Source data
################

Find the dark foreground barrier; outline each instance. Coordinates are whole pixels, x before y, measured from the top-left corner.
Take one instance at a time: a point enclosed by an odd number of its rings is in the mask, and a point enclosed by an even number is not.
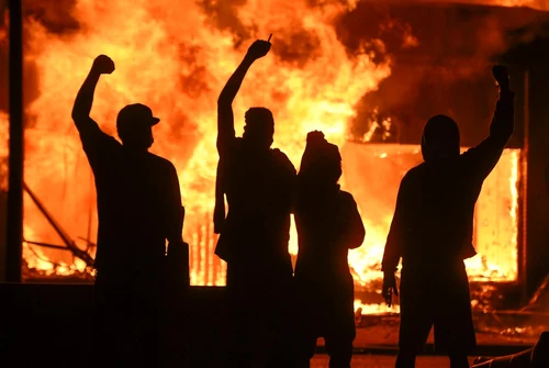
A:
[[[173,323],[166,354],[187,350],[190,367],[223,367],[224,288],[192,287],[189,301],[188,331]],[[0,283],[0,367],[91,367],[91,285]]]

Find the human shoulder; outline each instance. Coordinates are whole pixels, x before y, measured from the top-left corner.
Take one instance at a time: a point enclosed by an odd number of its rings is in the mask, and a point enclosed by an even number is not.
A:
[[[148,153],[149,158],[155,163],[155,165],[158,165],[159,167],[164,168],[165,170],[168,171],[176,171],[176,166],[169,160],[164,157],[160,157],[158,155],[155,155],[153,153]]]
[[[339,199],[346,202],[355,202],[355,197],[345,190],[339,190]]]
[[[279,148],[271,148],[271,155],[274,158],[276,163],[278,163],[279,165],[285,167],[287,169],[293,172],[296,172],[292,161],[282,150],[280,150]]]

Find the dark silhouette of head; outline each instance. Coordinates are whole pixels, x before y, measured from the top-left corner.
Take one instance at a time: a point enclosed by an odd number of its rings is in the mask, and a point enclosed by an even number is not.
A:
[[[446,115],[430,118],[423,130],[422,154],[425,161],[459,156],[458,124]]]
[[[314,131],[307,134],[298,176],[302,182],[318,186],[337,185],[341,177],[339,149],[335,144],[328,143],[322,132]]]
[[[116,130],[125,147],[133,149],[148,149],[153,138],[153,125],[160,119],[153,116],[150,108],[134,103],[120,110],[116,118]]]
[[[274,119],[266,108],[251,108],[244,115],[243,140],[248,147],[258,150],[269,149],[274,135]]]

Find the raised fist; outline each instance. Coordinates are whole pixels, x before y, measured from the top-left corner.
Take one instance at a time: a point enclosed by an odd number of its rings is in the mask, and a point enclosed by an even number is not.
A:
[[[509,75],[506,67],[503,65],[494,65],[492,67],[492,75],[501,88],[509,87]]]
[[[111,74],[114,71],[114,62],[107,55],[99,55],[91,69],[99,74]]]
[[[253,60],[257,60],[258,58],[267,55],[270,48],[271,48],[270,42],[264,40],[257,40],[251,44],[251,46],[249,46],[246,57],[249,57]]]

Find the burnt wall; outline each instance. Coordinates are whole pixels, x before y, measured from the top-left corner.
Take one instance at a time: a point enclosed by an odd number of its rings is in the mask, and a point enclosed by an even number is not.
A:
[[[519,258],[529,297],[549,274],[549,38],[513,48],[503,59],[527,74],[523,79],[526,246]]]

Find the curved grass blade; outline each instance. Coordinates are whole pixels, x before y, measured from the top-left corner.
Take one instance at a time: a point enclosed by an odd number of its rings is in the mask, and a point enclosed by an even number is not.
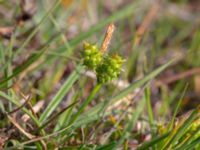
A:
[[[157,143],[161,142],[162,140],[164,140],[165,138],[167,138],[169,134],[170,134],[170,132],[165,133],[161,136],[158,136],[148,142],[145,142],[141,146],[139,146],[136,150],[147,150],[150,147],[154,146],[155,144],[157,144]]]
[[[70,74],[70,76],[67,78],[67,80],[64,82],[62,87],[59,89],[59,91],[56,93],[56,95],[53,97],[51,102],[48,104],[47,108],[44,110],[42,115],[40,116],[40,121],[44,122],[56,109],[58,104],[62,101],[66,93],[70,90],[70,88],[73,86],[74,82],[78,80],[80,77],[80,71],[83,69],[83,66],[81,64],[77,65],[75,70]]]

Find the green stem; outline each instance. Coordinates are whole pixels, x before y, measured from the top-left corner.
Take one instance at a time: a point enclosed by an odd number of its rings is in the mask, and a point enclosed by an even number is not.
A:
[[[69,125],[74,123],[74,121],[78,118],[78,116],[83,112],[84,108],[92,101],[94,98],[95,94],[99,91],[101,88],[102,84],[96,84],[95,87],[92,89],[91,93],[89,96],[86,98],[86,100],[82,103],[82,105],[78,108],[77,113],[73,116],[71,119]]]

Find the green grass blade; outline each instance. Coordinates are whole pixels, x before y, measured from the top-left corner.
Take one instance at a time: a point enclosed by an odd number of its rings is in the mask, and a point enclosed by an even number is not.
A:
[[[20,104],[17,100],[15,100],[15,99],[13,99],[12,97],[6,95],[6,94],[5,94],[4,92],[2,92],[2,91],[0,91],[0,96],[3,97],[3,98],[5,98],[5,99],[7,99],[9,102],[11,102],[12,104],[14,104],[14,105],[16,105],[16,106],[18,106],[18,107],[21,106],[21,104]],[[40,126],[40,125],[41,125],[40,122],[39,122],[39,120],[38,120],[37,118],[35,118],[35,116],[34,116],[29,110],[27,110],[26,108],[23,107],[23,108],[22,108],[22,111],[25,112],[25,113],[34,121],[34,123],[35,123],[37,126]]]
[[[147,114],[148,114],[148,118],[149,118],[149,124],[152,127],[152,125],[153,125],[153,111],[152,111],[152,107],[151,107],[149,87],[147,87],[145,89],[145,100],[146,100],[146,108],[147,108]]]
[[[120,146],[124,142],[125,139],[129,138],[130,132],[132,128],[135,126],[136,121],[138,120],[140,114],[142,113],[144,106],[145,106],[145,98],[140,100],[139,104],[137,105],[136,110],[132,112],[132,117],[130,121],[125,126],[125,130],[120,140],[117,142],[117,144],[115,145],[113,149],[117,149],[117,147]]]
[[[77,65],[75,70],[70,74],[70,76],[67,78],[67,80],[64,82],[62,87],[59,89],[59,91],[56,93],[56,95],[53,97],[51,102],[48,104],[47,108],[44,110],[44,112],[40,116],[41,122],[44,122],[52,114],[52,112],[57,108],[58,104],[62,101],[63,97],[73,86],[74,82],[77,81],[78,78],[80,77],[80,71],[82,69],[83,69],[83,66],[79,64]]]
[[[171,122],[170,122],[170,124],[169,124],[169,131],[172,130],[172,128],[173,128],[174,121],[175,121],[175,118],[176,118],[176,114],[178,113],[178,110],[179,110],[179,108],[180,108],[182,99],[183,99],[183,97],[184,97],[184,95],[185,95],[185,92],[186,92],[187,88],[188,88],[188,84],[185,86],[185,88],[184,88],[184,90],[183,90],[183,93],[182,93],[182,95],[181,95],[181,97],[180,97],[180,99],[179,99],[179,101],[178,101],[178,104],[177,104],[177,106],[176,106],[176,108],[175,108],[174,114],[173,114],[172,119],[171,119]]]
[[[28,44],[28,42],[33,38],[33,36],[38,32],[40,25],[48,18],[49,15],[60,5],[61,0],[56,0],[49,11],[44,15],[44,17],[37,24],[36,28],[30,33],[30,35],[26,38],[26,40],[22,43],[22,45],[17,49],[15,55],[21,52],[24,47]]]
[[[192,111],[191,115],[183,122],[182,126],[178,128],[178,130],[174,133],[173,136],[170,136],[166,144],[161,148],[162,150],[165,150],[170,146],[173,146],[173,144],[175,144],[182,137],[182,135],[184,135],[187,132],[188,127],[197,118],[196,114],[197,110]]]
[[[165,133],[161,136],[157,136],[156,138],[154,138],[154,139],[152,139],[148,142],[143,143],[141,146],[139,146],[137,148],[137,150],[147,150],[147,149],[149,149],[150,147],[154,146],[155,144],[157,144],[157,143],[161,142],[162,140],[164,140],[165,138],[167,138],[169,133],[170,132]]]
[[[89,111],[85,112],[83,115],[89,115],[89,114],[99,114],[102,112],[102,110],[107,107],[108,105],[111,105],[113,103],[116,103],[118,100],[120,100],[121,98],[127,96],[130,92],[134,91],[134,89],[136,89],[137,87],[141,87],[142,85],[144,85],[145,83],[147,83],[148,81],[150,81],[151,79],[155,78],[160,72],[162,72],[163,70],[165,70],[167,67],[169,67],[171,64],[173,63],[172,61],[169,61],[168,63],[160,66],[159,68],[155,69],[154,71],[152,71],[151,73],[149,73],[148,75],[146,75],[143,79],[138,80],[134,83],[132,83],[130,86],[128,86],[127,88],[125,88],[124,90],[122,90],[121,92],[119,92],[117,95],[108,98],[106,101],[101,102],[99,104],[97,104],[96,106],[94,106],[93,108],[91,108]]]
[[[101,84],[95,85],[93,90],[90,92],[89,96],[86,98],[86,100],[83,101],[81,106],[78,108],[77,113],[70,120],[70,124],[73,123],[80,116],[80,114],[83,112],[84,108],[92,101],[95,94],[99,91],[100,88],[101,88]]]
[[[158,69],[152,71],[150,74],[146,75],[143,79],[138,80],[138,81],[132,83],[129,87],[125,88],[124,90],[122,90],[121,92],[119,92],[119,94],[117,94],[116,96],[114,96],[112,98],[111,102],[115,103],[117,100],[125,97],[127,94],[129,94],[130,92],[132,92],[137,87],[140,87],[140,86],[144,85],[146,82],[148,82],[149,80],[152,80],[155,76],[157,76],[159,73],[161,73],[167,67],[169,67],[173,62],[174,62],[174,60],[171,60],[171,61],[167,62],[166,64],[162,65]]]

################

_Task brief:_ Which lines of the records above contain the string "grass", with case counting? Copy each of those lines in full.

_Task result:_
Find the curved grass blade; outline each instance. Coordinates are whole pixels, x before y, measured from the top-left corner.
Find the green grass blade; outline each instance. Coordinates are whole pixels, x before y, measured from the top-left corner.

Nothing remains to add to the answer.